PROBLEM DETAILS:
Please pick out and copy every line of the rows below that contains the word "steel". Case counts.

──────── AVAILABLE DATA ────────

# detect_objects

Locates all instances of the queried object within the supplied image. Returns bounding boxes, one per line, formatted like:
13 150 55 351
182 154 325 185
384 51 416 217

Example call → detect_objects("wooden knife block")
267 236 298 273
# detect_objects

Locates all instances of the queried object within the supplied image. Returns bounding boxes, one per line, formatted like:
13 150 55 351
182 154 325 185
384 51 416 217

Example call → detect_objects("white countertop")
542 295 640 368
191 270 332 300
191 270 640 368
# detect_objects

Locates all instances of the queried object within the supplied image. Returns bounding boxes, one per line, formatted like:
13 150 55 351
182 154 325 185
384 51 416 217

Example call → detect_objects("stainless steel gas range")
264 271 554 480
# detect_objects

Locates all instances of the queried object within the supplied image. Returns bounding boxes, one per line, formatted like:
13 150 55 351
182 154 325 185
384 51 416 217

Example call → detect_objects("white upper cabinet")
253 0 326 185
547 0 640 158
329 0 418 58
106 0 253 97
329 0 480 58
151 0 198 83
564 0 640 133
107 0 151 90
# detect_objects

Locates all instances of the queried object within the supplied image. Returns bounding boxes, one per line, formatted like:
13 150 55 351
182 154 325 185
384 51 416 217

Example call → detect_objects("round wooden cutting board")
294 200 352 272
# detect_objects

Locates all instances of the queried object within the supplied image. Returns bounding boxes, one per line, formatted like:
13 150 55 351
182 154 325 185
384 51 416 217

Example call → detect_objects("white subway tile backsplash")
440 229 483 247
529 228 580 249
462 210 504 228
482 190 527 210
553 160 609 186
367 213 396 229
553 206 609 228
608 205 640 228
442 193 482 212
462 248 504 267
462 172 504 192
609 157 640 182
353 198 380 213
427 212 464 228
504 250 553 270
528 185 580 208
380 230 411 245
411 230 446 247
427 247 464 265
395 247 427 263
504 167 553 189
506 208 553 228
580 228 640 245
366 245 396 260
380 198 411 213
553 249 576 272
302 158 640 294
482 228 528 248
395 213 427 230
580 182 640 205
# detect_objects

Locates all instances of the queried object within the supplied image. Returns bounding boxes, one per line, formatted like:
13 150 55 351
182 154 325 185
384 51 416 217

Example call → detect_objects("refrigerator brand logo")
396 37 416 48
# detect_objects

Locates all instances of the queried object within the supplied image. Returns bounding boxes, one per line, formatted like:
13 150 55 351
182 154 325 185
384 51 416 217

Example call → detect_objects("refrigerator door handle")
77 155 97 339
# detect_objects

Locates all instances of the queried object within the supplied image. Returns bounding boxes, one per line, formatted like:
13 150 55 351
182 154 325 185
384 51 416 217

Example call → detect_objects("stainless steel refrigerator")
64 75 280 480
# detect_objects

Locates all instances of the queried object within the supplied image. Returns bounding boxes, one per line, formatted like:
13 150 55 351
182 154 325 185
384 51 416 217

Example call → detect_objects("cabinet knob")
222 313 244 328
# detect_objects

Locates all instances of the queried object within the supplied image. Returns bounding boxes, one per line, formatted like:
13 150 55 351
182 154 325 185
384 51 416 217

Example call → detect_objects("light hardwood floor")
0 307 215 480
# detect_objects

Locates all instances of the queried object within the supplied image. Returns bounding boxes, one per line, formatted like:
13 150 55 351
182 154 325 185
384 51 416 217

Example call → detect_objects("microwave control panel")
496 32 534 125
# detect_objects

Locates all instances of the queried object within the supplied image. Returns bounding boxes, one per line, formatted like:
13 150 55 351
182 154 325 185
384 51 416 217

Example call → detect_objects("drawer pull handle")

────────

RESPONSE TO THIS EXERCISE:
Example call → detect_objects("stainless steel gas range")
Example call → detect_objects("stainless steel refrigerator")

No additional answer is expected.